[Collected data]
============

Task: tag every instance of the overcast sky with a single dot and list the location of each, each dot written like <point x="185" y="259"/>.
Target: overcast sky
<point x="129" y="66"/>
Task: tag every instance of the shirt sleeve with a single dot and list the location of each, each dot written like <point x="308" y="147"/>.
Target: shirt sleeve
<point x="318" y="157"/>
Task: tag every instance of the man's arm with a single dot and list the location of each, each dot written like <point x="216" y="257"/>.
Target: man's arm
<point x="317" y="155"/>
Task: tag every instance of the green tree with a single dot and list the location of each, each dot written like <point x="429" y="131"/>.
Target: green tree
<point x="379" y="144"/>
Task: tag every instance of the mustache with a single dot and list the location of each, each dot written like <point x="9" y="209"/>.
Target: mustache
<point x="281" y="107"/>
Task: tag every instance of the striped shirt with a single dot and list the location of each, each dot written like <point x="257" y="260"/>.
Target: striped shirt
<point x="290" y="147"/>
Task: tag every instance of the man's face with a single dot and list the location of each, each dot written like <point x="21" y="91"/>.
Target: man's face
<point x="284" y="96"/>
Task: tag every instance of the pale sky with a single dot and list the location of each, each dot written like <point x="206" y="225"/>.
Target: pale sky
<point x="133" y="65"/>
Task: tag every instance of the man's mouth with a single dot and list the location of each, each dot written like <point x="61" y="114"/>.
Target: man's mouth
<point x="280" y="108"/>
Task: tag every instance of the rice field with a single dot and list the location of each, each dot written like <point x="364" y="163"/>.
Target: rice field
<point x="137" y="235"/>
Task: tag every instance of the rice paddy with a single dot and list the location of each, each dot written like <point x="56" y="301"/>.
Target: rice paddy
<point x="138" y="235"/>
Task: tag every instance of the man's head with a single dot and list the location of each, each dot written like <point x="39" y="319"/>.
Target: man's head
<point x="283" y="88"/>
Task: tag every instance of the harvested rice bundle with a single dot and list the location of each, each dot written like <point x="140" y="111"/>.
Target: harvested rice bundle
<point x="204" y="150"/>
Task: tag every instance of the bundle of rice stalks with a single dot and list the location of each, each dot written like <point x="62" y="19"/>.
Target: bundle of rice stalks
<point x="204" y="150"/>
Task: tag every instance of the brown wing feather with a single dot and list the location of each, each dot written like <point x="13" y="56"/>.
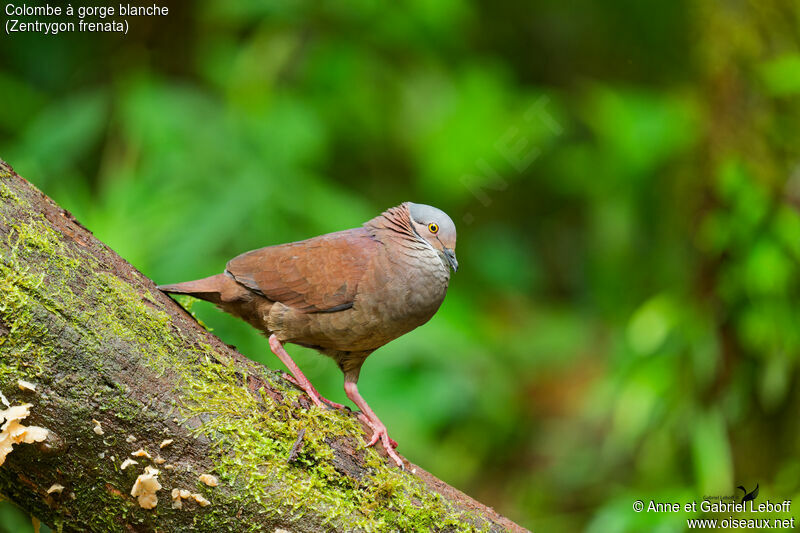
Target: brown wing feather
<point x="315" y="275"/>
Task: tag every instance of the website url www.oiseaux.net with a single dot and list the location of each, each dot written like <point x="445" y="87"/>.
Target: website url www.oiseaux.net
<point x="740" y="523"/>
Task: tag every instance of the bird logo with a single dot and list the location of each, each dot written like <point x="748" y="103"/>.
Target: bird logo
<point x="748" y="496"/>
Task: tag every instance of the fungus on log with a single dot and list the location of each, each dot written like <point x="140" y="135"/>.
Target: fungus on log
<point x="133" y="408"/>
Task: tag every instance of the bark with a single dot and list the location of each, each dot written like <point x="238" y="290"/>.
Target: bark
<point x="101" y="343"/>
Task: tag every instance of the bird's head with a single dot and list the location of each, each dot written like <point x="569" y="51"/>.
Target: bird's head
<point x="437" y="229"/>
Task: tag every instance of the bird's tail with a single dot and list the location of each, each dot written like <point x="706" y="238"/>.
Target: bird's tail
<point x="216" y="289"/>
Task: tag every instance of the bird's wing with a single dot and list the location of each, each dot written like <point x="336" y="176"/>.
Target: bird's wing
<point x="316" y="275"/>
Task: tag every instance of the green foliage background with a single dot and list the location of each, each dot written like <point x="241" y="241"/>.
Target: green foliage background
<point x="624" y="177"/>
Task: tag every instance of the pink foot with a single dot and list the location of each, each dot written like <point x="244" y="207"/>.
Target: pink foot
<point x="379" y="430"/>
<point x="293" y="381"/>
<point x="299" y="379"/>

============

BRIEF: Pictures are not part of the copy; reproduce everything else in the records exactly.

WORKED ANSWER:
Task: tag every instance of the overcast sky with a single dot and list the location of each, each dot written like <point x="185" y="259"/>.
Target: overcast sky
<point x="129" y="66"/>
Task: tag every instance of the shirt sleeve with a single dot and list the location of each, each dot written like <point x="308" y="147"/>.
Target: shirt sleeve
<point x="318" y="157"/>
Task: tag every instance of the man's arm with a single dot and list the location of each, each dot written like <point x="216" y="257"/>.
Target: man's arm
<point x="317" y="155"/>
Task: tag every instance of the green tree with a single dot and list the location of each, each dot written like <point x="429" y="131"/>.
Target: green tree
<point x="379" y="144"/>
Task: tag every instance of the mustache with a single dot and list the location of each, each dot written like <point x="9" y="209"/>.
Target: mustache
<point x="281" y="107"/>
Task: tag every instance of the striped shirt with a single dot and list the location of each, each dot written like <point x="257" y="260"/>.
Target: striped shirt
<point x="290" y="147"/>
Task: tag every instance of the man's face with a single dot and list the location of each, each dot written like <point x="21" y="91"/>.
Target: man's face
<point x="284" y="96"/>
Task: tag every instance of the pale sky with a single dot and list the location of each, each dot written like <point x="206" y="225"/>.
Target: pale sky
<point x="133" y="65"/>
Task: tag every instance of the man's mouth with a single dot and list the location of each, each dot written like <point x="61" y="114"/>.
Target: man's mouth
<point x="280" y="108"/>
Task: tag every instance of the rice field with a single dot and list the location of each, each dot written like <point x="364" y="163"/>.
Target: rice field
<point x="137" y="235"/>
Task: tag every instance of the rice paddy with a single dot and list the location of each, each dot written like <point x="56" y="301"/>.
Target: rice paddy
<point x="138" y="235"/>
Task: tag every instance of the man's head with a single dot and list the location of each, each dot written like <point x="39" y="319"/>.
Target: man's head
<point x="283" y="88"/>
Task: tag every instance of the harvested rice bundle with a single dot and list the location of each, each dot written like <point x="140" y="111"/>.
Target: harvested rice bundle
<point x="204" y="150"/>
Task: tag every instance of the bundle of rice stalks with a single dot and list the location of each, each dot written like <point x="62" y="19"/>.
Target: bundle of rice stalks
<point x="204" y="150"/>
Task: tag every instance of the brown wing feather with a single dot and list the location of each, each dot written like <point x="13" y="56"/>.
Target: brown wing feather
<point x="315" y="275"/>
Task: tag every instance of the website url www.oiseaux.net with a single dot and list the location of each, each dot written like <point x="445" y="87"/>.
Target: website url www.oiseaux.net
<point x="740" y="523"/>
Task: tag every instance of the bird logo with a single dot and list the location of each, each dot written like <point x="748" y="103"/>.
Target: bird logo
<point x="748" y="496"/>
Task: tag every instance of the fungus on log with a single dot and list the location of each, each dot written like <point x="140" y="135"/>.
Target: fungus on log
<point x="133" y="408"/>
Task: tag every instance of the bark with a single dot and list the location of each, each dot written like <point x="238" y="290"/>.
Target: bark
<point x="101" y="343"/>
Task: tag every instance of the bird's head with a single dot and list the location of each, each dot written like <point x="569" y="51"/>.
Target: bird's head
<point x="437" y="229"/>
Task: tag every instance of the bird's tail with a single dot and list the location of each, each dot written like <point x="706" y="238"/>.
Target: bird's tail
<point x="216" y="289"/>
Task: tag every instance of the bird's wing with a single dot and list the location of each, each dot written like <point x="336" y="176"/>.
Target: bird's wing
<point x="316" y="275"/>
Task: tag every instance of the green foliage background with a single dot and list the location of each, each dot written like <point x="241" y="241"/>.
Target: green foliage background
<point x="624" y="177"/>
Task: tag every instance of the pink foot with a single dot and list the location of each, each dot written like <point x="244" y="207"/>.
Target: pink foot
<point x="379" y="430"/>
<point x="293" y="381"/>
<point x="299" y="379"/>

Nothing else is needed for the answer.